──────── Data supplied
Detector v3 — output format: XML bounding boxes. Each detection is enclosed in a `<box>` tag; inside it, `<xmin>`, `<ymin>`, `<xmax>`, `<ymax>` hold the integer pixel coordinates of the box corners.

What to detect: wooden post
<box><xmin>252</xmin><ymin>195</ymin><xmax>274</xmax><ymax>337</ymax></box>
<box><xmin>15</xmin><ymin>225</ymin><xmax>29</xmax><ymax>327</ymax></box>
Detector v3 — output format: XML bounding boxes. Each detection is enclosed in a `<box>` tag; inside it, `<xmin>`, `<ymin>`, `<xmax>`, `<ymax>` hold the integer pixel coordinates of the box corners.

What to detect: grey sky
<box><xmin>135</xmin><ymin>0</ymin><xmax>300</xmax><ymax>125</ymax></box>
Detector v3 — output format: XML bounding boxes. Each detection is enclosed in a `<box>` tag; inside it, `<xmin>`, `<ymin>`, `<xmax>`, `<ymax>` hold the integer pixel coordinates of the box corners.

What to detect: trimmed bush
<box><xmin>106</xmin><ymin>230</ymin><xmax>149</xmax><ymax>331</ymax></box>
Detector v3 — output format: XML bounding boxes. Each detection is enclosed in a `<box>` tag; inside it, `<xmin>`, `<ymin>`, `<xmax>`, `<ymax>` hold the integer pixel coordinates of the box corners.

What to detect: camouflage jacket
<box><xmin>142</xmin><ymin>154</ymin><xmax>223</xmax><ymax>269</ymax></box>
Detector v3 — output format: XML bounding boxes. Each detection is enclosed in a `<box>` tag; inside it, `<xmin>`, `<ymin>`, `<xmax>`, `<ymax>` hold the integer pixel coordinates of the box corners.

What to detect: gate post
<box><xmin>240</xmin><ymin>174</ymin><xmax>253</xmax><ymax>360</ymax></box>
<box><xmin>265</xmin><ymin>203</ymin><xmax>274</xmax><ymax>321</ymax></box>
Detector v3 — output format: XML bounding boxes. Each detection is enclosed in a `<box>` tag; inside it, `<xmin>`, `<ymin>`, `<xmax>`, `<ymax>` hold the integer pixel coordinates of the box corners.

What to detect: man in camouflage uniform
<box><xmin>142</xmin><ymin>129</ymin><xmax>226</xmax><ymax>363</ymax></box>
────────────────
_Instruction_: Extract the full listing and reproduce each line exactly.

_Answer to the exercise_:
Detector v3 — output format: XML bounding boxes. Each detection is enclosed in a `<box>` tag; inside it, `<xmin>`, `<ymin>`, `<xmax>`, `<ymax>` hold the integer pixel coordinates of the box corners.

What to detect: wooden post
<box><xmin>252</xmin><ymin>195</ymin><xmax>274</xmax><ymax>337</ymax></box>
<box><xmin>15</xmin><ymin>225</ymin><xmax>29</xmax><ymax>327</ymax></box>
Detector v3 — output format: XML bounding boxes. Each detection is enclosed in a `<box>` tag; inside it, `<xmin>`, `<ymin>`, `<xmax>`, `<ymax>` hold the integer pixel coordinates of the box corners.

What to detect: grey sky
<box><xmin>135</xmin><ymin>0</ymin><xmax>300</xmax><ymax>125</ymax></box>
Detector v3 — output format: XML bounding boxes. Each detection is enclosed in a `<box>` tag; inside it, `<xmin>`, `<ymin>`, `<xmax>`, `<ymax>` hold the integer pixel coordinates of the box corners.

What to detect: trimmed bush
<box><xmin>106</xmin><ymin>230</ymin><xmax>149</xmax><ymax>331</ymax></box>
Detector v3 — output format: XML bounding boxes. Each detection is enclosed in a `<box>` tag; inside it, `<xmin>`, `<ymin>`, `<xmax>`, `<ymax>` hold the integer pixel coordinates of the box corners.

What to detect: camouflage jacket
<box><xmin>142</xmin><ymin>154</ymin><xmax>223</xmax><ymax>269</ymax></box>
Detector v3 — output format: XML bounding boxes. Each detection is enclosed in a `<box>` tag; inside it, `<xmin>`, `<ymin>`, `<xmax>`, `<ymax>` hold the integer pixel coordinates of the box corners.

What to detect: gate post
<box><xmin>240</xmin><ymin>174</ymin><xmax>253</xmax><ymax>360</ymax></box>
<box><xmin>265</xmin><ymin>203</ymin><xmax>274</xmax><ymax>321</ymax></box>
Detector v3 — output format: XML bounding boxes. Each detection is enclosed in a `<box>` tag; inside it, `<xmin>`, `<ymin>`, `<xmax>`, `<ymax>` hold the integer pixel coordinates of the box corners.

What to detect: man in camouflage uniform
<box><xmin>142</xmin><ymin>129</ymin><xmax>226</xmax><ymax>363</ymax></box>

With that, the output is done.